• _Sayfa alıntısı_
- - - -

Tarihten ölüler çağırmak

AKP'nin kurduğu dinsel hegemonyaya tersinden destek vererek AKP’ye din tandanslı muhalefet etmek değil, dinî tartışmaları politik mücadelenin nesnesi olmaktan çıkarmak en doğru taktiktir.

Google Haberlere Abone ol

Emre Ergül* [email protected] 

TDK sözlükte "İdeoloji" şöyle tanımlanıyor:

“Siyasal veya toplumsal bir öğreti oluşturan, bir hükûmetin, bir partinin, bir grubun davranışlarına yön veren politik, hukuki, bilimsel, felsefi, dinî, moral, estetik düşünceler bütünü.”

- - - -

• _Görevler_
(1) Aşağıdaki listenin bütün satırlarını harfi harfine yeniden yazın ve resimleri yanıta almayın.
(2) Yukarıdaki dinî tartışmalar ve ideoloji üzerine yazıyı, son cümlesinin ardından sürdürün.

- - - -

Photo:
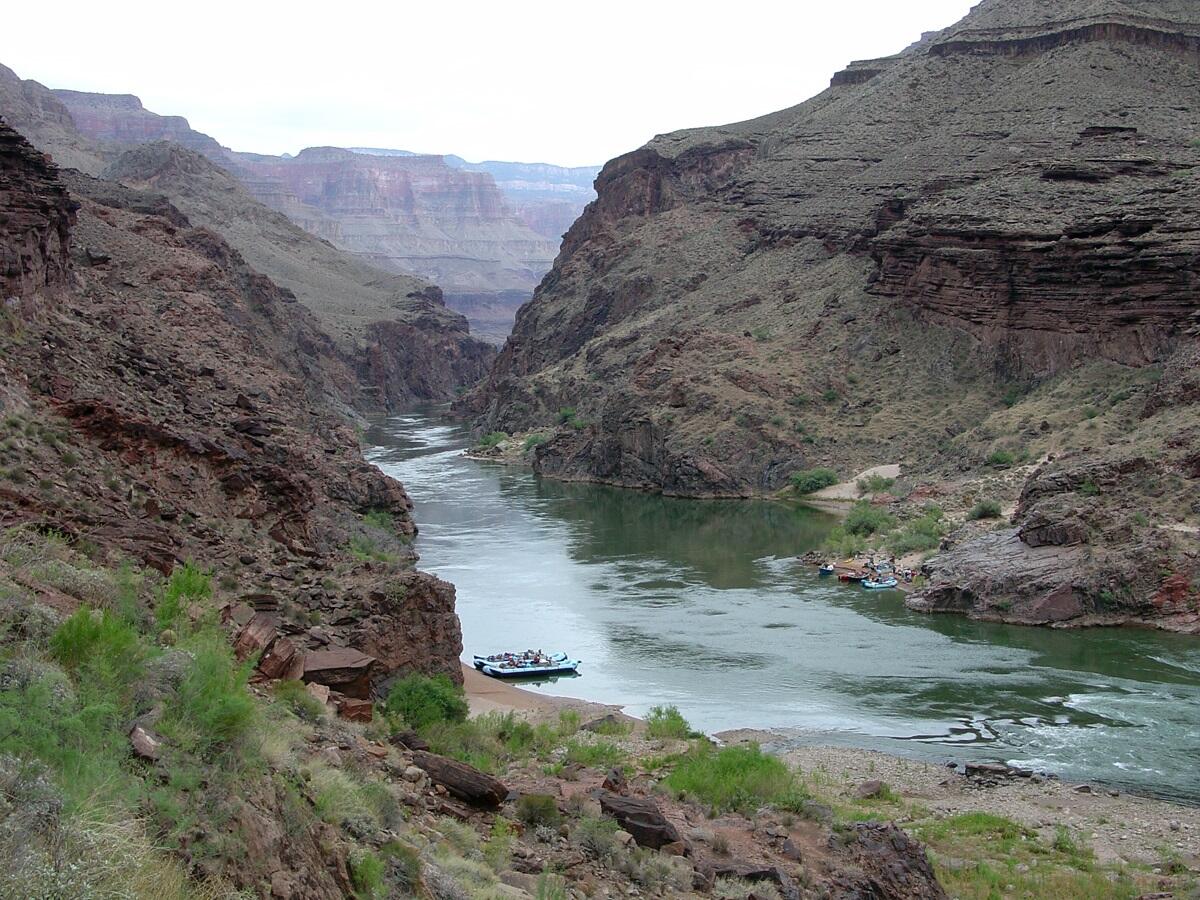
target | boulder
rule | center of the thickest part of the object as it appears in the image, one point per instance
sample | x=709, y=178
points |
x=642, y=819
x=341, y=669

- - - -

• _Alıştırma sonuçları_
(1)
Photo:
target | boulder
rule | center of the thickest part of the object as it appears in the image, one point per instance
sample | x=709, y=178
points |
x=642, y=819
x=341, y=669

(2)
Aynı sözlükte “din” başlıklı madde de ise şunlar yazıyor: “Tanrı'ya, doğaüstü güçlere, çeşitli kutsal varlıklara inanmayı ve tapınmayı sistemleştiren toplumsal bir kurum, inanılıp çok bağlanılan düşünce, inanç veya ülkü, kült.”

Konumuz, din ve ideoloji ya da ideolojileştirilen din veyahut dindar ideoloji. Konuya girizgâh yaparken bir üst tanım olarak şu çıkarımı yapmamız gerekiyor:

Din, sadece felsefenin bir konusu değil, aynı zamanda bir bütün olarak tarihin içinde şekillendiği toplumsal ve siyasi evrimin unsurlarından biridir. Soyut tek tanrıcılığın verdiği avantajla çoğu zaman üstyapının bir kurumunu değil, üstyapının bütününü oluşturmuştur. Bundan dolayı da sanattan felsefeye, mantıktan edebiyata birçok tartışma ya doğrudan din ya da dinin eteklerinde cereyan eden tartışmalar olarak sürüp gitmiştir. Bu bağlamıyla dine, üstyapının en baskın ve direngen kurumudur desek yanılmış olmayız.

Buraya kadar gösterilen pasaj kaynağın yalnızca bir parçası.